Extrait fourni:
********************

Durant toute une vie humaine, jusqu’au XX° siècle et partout dans le monde, le ciel semblait immuable au-dessus de nos têtes et progressait à pas très lents au-dessus des événements qui constituent l’histoire sous nos pieds. La tortue, par sa forme et sa nonchalance, constitue un symbole parfait de la marche et de l’aspect du monde. Sa dossière voûtée et qui plus est circulaire, parsemée de motifs, semble être une représentation en miniature de la voûte céleste.
Son plastron, très plat, qui lui sert de base et d’appui au sol semble également être une image parfaite du sol qui nous entoure jusqu’à l’horizon visible à nos yeux. Entre les deux se situe l’être vivant, la chair, le sang, le mystère de la Vie. Les quatre pattes de la tortue, avec leur couleur et leur texture qui rappelle si étrangement celles des éléphants, sont les quatre piliers qui permettent à cette voûte de se tenir parfaitement au-dessus du sol. Une tortue qui se retourne est une abomination et un signe de funeste présage car elle représente alors la chute du ciel et le bouleversement du monde.

********************

Matériel d'étude:
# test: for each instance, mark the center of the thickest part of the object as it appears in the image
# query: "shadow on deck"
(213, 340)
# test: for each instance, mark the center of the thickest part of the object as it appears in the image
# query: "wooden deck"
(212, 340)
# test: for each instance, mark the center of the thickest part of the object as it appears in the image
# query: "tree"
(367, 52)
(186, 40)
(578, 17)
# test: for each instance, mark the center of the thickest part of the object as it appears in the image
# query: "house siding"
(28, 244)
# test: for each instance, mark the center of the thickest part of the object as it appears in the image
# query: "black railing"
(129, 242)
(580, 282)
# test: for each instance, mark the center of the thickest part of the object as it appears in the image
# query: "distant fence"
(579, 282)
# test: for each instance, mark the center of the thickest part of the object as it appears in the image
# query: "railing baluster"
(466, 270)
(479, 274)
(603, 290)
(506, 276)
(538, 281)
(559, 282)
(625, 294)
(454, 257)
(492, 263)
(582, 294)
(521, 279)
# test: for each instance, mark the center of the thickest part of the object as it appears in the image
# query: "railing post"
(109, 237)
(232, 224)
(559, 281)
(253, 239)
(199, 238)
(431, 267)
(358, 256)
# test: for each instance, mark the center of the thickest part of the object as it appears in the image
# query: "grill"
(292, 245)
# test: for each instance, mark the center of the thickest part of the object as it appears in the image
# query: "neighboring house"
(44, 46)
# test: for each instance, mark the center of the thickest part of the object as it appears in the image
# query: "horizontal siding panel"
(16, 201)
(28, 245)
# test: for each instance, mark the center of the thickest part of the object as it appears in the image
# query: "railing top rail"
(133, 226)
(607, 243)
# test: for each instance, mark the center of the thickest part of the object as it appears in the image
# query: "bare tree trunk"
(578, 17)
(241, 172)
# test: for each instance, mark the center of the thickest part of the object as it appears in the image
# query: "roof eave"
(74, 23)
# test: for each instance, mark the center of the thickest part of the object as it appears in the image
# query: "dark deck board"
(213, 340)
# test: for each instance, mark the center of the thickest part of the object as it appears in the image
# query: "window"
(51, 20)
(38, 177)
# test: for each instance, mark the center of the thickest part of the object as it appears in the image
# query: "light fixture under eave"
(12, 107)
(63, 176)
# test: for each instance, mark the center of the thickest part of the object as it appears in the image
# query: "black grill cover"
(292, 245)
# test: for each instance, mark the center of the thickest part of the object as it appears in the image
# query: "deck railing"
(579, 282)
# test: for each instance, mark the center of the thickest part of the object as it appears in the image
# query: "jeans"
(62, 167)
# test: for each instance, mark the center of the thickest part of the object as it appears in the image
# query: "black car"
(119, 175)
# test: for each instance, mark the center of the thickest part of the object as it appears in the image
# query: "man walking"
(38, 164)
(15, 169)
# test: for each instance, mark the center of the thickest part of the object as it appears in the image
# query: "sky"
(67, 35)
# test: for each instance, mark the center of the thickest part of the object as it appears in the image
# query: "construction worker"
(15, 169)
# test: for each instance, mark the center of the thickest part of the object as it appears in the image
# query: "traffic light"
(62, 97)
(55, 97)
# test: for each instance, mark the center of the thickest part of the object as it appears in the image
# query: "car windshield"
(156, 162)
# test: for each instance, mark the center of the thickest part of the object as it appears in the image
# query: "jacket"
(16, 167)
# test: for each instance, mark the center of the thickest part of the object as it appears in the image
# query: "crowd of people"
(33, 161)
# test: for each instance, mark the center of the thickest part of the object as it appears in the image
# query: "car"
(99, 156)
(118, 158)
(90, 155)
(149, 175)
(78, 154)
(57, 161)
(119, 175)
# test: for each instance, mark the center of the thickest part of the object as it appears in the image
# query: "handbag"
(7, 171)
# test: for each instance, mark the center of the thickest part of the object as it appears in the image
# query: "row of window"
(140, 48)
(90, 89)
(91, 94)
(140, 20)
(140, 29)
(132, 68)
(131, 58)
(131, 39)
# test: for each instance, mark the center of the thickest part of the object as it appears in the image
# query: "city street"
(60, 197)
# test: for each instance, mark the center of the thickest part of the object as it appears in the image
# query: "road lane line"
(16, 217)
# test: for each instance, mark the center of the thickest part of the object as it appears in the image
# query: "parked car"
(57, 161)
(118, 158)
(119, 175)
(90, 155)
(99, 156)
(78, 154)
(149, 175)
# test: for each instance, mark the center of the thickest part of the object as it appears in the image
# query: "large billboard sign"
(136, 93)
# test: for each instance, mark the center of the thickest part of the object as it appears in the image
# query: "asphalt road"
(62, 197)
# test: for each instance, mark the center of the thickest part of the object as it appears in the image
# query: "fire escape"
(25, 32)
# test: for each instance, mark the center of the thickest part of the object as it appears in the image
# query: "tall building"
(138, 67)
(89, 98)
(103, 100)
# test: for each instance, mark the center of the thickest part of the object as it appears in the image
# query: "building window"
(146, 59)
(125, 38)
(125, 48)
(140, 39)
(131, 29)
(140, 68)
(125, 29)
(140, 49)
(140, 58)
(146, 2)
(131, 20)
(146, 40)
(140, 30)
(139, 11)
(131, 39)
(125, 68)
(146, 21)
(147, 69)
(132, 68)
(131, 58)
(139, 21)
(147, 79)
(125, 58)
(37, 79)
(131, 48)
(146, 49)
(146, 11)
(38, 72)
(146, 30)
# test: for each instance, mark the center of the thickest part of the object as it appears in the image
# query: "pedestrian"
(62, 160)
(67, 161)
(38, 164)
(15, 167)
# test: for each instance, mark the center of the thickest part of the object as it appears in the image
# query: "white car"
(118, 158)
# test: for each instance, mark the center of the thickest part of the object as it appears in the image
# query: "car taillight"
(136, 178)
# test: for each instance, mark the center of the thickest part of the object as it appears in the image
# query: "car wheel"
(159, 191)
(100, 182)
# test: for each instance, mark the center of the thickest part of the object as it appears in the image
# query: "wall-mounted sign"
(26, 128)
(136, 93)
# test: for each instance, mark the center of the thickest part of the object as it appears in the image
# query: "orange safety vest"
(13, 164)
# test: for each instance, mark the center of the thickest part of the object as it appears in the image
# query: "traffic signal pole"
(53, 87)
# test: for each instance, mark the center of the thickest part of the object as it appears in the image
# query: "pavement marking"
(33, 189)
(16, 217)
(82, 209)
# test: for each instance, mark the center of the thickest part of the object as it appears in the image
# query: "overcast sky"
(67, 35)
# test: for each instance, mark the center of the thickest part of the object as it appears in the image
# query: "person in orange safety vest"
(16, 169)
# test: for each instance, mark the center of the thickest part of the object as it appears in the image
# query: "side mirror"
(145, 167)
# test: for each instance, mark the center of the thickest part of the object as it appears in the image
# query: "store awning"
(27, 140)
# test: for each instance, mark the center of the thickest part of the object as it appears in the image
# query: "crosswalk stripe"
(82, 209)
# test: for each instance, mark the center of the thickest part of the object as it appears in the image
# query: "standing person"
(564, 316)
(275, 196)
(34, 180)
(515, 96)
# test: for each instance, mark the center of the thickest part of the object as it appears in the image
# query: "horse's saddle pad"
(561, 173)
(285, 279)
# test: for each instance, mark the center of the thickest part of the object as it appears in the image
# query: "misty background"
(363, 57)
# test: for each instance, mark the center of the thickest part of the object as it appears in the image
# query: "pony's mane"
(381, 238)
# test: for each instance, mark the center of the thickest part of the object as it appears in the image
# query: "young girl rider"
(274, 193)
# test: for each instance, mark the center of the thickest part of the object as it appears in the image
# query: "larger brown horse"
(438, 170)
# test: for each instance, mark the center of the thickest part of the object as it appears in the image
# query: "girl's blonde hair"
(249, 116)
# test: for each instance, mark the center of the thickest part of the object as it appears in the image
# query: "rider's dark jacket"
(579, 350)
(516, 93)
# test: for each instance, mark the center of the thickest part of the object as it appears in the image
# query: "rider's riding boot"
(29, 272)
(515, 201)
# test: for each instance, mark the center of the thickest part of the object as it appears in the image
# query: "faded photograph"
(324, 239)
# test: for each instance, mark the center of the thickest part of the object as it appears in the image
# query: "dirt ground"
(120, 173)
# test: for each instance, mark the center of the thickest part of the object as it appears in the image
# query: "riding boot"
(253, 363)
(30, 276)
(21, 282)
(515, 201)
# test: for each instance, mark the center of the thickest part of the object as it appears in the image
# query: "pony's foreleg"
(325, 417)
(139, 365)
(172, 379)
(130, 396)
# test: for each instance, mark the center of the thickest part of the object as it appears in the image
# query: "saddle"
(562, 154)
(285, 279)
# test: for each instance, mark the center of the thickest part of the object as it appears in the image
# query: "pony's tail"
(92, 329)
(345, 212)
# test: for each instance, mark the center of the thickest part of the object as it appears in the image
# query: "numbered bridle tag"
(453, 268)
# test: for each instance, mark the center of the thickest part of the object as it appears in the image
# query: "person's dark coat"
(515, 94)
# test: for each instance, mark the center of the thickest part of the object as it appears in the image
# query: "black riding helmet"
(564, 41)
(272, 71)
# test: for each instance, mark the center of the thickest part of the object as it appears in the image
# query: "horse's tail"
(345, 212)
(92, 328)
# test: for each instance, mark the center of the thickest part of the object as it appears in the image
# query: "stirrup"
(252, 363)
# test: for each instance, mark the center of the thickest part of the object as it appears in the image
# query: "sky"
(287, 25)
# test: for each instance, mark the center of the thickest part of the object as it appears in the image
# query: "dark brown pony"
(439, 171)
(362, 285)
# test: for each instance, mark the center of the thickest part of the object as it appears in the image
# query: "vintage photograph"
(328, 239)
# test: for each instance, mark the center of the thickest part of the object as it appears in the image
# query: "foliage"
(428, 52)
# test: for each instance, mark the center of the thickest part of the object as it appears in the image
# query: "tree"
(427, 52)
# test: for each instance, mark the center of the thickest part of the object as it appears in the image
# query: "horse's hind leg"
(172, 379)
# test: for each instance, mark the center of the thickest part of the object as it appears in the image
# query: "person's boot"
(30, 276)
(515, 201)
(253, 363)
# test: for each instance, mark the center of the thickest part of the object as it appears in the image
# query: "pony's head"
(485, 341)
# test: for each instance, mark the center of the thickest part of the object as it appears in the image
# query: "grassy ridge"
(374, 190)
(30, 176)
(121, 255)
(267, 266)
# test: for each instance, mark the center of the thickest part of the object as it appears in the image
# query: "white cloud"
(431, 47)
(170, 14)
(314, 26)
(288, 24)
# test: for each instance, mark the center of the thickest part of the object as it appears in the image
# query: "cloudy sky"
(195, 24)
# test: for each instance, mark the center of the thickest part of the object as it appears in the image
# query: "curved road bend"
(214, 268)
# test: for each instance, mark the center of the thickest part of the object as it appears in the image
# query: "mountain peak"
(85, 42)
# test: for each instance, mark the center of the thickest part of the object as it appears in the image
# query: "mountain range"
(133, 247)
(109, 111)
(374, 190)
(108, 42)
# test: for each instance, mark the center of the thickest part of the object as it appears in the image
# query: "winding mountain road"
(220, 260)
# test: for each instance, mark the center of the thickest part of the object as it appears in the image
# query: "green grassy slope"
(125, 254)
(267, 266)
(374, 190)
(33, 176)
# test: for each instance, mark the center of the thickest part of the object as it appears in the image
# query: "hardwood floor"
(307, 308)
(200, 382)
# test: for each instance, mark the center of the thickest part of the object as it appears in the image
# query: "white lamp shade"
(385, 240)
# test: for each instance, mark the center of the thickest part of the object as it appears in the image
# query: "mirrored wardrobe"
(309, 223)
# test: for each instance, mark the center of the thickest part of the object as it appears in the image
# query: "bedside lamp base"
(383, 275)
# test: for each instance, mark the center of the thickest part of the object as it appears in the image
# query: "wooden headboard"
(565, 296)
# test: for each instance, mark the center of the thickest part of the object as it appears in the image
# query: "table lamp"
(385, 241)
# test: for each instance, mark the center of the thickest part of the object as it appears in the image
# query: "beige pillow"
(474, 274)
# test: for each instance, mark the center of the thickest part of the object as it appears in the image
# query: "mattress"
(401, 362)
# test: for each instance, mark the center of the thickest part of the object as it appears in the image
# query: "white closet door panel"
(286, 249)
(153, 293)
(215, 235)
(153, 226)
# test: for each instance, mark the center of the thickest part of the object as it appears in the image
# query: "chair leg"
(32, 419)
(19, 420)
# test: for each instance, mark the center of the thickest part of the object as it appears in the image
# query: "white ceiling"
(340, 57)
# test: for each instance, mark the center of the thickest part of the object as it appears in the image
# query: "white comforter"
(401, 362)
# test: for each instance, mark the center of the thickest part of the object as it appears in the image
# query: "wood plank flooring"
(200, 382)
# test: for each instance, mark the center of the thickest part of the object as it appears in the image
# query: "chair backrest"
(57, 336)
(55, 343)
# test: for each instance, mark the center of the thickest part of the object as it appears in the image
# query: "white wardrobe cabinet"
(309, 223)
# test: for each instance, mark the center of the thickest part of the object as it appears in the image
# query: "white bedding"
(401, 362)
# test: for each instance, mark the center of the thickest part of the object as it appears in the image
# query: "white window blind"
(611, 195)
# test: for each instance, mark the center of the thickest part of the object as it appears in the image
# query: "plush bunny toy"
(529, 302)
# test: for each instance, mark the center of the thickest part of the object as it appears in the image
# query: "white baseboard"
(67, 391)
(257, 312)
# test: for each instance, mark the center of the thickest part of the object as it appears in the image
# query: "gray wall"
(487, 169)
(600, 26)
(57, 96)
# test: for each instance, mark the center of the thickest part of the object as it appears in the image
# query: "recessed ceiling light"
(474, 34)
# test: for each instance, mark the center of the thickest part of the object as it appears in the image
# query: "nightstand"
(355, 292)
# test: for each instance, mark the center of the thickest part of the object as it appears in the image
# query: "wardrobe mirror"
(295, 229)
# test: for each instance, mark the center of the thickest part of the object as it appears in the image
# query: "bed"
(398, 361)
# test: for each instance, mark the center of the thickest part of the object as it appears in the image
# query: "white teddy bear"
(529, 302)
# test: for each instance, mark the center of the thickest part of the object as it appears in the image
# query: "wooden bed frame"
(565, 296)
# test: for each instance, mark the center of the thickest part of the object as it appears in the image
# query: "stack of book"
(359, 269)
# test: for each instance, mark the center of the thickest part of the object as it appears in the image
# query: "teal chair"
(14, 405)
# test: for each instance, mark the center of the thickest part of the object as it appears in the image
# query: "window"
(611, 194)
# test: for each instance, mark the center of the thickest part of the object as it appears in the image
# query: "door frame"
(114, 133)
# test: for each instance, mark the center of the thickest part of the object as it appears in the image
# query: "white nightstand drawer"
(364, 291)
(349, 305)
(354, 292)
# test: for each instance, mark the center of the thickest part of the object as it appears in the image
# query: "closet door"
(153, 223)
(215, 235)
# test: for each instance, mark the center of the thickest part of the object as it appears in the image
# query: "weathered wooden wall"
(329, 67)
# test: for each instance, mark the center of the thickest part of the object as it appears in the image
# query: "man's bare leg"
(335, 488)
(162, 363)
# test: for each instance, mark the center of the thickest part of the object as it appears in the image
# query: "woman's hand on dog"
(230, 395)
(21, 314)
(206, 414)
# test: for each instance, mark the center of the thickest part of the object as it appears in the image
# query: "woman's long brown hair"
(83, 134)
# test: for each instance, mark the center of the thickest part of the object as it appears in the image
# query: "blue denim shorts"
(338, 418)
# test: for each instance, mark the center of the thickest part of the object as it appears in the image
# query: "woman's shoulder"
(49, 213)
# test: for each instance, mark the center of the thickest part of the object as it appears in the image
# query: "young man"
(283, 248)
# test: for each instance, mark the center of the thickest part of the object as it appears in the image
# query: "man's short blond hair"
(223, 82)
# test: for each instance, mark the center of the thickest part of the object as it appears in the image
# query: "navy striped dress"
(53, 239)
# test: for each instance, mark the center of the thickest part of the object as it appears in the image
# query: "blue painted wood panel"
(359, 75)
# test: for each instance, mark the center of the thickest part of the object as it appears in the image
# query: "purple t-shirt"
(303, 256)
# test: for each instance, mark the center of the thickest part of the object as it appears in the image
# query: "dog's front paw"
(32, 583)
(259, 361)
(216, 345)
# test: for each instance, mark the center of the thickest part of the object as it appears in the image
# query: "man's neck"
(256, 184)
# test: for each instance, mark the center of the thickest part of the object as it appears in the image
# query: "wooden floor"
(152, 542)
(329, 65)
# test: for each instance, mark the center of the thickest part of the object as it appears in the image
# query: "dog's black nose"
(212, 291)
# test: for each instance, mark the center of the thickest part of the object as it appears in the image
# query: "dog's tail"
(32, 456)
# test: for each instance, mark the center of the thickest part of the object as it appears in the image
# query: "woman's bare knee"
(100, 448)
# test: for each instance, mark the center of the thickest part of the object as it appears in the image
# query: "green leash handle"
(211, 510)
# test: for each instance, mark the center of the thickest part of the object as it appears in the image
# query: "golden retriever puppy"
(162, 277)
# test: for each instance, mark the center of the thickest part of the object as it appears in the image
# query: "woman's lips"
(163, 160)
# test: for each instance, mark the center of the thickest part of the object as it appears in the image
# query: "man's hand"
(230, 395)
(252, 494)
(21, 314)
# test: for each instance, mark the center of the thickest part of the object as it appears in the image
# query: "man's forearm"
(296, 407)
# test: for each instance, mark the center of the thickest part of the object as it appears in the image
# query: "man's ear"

********************

Liste des tâches:
1 - Recopiez, s'il vous plaît, le passage de l'extrait sur la tortue qui va de « Durant toute une » jusqu'à « la voûte céleste. ».
2 - D'après l'extrait sur la tortue, que représente une tortue qui se retourne ?
Les données constituent un matériau à part, distinct de l'extrait.

Réponses par numéro:
1 -
Durant toute une vie humaine, jusqu’au XX° siècle et partout dans le monde, le ciel semblait immuable au-dessus de nos têtes et progressait à pas très lents au-dessus des événements qui constituent l’histoire sous nos pieds. La tortue, par sa forme et sa nonchalance, constitue un symbole parfait de la marche et de l’aspect du monde. Sa dossière voûtée et qui plus est circulaire, parsemée de motifs, semble être une représentation en miniature de la voûte céleste.

2 - La chute du ciel et le bouleversement du monde.